**Try it**
Every line from the first one in the listing down to the line with "[ ] a point on the white" should be restated word for word.

**Information supplied**
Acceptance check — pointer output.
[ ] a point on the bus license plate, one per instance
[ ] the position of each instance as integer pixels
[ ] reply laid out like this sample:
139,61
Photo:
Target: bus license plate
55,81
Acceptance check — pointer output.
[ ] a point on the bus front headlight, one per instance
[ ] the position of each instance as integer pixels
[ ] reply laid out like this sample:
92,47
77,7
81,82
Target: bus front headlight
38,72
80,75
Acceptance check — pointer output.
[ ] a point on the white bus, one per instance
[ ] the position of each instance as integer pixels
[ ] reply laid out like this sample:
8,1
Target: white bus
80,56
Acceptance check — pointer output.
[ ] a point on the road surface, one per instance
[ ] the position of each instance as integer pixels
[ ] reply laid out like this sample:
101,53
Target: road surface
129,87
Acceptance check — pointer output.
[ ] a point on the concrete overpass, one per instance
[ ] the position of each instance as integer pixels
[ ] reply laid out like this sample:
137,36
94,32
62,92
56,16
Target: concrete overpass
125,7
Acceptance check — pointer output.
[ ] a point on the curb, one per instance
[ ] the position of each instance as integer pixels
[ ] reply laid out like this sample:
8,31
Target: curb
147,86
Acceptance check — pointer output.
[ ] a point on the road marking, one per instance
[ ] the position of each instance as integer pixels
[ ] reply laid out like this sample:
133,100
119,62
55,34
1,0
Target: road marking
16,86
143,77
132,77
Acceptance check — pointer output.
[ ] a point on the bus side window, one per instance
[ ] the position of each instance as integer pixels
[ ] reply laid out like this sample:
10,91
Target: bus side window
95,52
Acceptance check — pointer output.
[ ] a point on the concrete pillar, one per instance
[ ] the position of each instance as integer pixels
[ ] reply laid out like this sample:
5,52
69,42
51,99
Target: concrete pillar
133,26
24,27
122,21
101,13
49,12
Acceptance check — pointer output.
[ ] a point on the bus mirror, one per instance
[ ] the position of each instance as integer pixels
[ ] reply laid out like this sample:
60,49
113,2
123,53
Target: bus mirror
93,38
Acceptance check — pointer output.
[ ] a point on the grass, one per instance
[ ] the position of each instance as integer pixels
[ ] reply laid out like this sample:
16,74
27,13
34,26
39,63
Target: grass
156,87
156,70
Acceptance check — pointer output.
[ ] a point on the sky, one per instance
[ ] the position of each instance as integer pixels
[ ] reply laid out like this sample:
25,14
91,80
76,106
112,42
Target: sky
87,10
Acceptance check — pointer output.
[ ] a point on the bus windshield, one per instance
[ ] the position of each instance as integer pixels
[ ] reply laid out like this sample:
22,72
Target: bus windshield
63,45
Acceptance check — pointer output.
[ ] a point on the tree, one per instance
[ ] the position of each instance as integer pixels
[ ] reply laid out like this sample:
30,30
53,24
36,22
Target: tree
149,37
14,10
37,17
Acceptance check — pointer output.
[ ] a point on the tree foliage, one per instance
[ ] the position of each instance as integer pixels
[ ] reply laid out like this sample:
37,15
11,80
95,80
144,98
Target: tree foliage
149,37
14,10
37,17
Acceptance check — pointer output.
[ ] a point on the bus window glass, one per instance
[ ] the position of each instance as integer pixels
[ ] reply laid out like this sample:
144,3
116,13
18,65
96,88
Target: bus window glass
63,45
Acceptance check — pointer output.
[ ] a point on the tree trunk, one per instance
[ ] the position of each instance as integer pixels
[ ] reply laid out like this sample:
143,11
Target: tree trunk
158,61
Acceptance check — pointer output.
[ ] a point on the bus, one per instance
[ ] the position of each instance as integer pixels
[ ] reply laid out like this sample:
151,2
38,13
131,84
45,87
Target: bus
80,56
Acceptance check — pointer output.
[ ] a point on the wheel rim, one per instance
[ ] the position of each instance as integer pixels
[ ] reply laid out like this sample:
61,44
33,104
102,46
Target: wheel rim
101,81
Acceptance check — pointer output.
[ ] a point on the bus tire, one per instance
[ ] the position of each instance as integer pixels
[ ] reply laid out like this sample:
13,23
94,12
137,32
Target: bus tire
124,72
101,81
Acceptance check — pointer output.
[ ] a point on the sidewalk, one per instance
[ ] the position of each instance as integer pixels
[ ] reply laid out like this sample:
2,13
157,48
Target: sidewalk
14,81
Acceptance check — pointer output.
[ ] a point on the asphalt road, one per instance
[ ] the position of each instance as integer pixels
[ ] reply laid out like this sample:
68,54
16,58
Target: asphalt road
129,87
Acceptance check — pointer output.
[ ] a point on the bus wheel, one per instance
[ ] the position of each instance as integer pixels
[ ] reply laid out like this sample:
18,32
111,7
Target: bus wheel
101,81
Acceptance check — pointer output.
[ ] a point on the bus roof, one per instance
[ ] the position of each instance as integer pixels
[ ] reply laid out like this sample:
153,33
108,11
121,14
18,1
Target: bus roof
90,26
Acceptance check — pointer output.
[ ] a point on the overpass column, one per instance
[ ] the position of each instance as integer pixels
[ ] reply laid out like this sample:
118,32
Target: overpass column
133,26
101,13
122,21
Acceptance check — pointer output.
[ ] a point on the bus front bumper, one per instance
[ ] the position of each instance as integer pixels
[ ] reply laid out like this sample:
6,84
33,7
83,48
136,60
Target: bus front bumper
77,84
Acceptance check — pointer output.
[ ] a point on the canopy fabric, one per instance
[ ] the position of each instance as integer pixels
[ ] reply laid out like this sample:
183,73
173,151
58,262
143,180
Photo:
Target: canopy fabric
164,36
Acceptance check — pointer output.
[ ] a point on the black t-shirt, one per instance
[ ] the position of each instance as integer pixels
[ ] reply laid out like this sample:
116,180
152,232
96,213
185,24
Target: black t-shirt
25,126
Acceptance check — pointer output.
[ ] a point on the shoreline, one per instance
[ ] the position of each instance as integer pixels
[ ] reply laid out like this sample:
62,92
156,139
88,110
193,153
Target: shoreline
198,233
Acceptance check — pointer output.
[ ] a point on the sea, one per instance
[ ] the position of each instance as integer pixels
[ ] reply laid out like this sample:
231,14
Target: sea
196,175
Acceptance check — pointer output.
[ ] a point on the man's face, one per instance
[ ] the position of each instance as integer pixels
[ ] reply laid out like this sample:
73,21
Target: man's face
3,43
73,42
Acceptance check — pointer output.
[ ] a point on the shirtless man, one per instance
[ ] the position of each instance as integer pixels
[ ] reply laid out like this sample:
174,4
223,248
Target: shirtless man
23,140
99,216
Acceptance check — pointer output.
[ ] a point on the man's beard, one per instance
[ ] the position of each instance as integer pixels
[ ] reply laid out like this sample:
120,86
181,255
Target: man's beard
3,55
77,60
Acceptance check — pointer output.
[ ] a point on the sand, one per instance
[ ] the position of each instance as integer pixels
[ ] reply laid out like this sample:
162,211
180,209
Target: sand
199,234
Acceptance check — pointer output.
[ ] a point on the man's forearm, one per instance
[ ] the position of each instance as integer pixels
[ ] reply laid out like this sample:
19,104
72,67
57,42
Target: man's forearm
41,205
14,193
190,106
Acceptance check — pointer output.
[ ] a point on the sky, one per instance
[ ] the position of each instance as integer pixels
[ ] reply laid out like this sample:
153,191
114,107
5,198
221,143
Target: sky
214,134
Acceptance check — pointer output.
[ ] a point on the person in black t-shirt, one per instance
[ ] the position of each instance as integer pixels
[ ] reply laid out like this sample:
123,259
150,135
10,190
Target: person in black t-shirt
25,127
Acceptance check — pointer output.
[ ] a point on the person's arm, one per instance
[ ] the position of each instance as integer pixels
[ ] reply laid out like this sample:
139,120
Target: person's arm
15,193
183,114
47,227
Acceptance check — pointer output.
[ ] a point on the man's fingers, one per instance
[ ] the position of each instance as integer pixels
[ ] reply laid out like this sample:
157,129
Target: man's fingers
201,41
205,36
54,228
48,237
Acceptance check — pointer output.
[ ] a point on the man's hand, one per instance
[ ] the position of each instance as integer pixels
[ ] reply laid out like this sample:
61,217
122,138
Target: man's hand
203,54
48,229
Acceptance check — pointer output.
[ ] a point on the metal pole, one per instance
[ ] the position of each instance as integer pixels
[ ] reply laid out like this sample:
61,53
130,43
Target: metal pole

**Solved exercise**
Acceptance check — pointer output.
[ ] a point on the bus license plate, one per instance
[ ] the position of each instance as integer pixels
[ ] reply laid out like this sample:
139,61
Photo:
Target: bus license plate
55,81
Acceptance check — pointer output.
[ ] a point on the bus front headlight, one per instance
[ ] the position of each instance as integer pixels
[ ] reply laid out like this sample:
92,47
77,7
81,82
Target: bus front headlight
38,72
80,75
Acceptance check — pointer output.
[ ] a point on the white bus, one per instance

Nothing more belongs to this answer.